DIRECTIONS FOR THIS TASK ▸
Would you copy the full listing that follows without changing a thing?

DATA EXTRACTS ▸

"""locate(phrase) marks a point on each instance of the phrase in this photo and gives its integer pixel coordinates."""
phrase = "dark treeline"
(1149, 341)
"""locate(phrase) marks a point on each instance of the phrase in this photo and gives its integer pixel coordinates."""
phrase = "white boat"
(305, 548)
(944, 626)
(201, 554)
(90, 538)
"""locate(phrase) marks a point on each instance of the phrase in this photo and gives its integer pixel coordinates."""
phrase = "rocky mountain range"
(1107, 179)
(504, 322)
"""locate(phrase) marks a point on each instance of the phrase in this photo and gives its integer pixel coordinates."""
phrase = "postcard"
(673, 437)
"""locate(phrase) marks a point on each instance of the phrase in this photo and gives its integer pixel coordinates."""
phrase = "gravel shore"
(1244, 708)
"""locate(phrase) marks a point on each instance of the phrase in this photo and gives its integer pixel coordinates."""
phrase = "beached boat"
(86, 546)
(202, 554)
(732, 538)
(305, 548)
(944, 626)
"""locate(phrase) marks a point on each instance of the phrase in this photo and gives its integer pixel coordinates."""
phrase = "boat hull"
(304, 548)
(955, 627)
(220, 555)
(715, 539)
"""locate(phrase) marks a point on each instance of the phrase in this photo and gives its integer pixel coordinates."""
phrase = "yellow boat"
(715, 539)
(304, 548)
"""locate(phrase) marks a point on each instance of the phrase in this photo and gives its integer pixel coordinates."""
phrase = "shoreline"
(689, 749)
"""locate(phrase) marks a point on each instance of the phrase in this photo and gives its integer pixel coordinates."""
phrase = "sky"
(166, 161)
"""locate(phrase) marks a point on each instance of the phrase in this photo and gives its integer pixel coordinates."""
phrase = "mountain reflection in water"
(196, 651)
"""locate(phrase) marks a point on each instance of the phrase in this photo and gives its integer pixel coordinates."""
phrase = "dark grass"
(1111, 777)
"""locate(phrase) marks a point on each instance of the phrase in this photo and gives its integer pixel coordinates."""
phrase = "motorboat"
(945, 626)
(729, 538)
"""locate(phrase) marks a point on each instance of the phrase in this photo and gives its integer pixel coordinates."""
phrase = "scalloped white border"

WRITTEN ANSWER ▸
"""locate(phrase) marks a point on each instance of the phrase in this photo and gives its integer pixel coordinates."""
phrase = "dark treeline"
(1149, 341)
"""locate(phrase) marks a point on each instance of the phrase in this photo and gives its integer pixel coordinates."""
phrase = "white boat"
(305, 548)
(944, 626)
(201, 554)
(90, 538)
"""locate(phrase) marks a point on each instance of the phrase in this photo and gives its integer pixel coordinates."""
phrase = "rocky mountain range"
(1107, 179)
(504, 322)
"""locate(phrase) marks a point on each instance of the phrase in this photo and gives its integer pixel coordinates."""
phrase = "postcard"
(673, 437)
"""locate(phrase) marks a point on each instance of the phrase in this photo and gives its integer pixel coordinates."""
phrase = "gravel shore"
(1244, 708)
"""locate(phrase) marks a point on each instance of the phrase in this photo and gives its integer pixel coordinates."""
phrase = "beached boat"
(86, 546)
(202, 554)
(732, 538)
(305, 548)
(944, 626)
"""locate(phrase) marks a point on each instance of the phrase in this photo and gives its integer pixel coordinates."""
phrase = "boat hull"
(304, 548)
(955, 627)
(220, 555)
(715, 539)
"""locate(phrase) marks a point on each instance of the phrase in this photo and gives its integer pixel coordinates."""
phrase = "yellow boat"
(715, 539)
(304, 548)
"""locate(phrase) marks a point on each instance of the phrase in this photo and gives its integer pixel coordinates."""
phrase = "shoreline"
(689, 749)
"""locate(phrase) marks a point on each instance of the phrase in this photo and gives its integer pixel coordinates."""
phrase = "sky"
(166, 161)
"""locate(phrase) marks a point on each instance of the phrase in this photo and gives its integer pixel coordinates."""
phrase = "mountain reflection in water"
(196, 651)
"""locate(phrase) marks a point on each instance of the phrase in this photo and gives its integer pixel coordinates."""
phrase = "dark grass"
(1111, 777)
"""locate(phrase) marks a point on each instance of the phrase in this photo and gives its integer pixel coordinates."""
phrase = "motorboat"
(945, 626)
(729, 538)
"""locate(phrase) marks a point on each instance of the phrase in this photo and gives its integer pixel coordinates."""
phrase = "scalloped white border"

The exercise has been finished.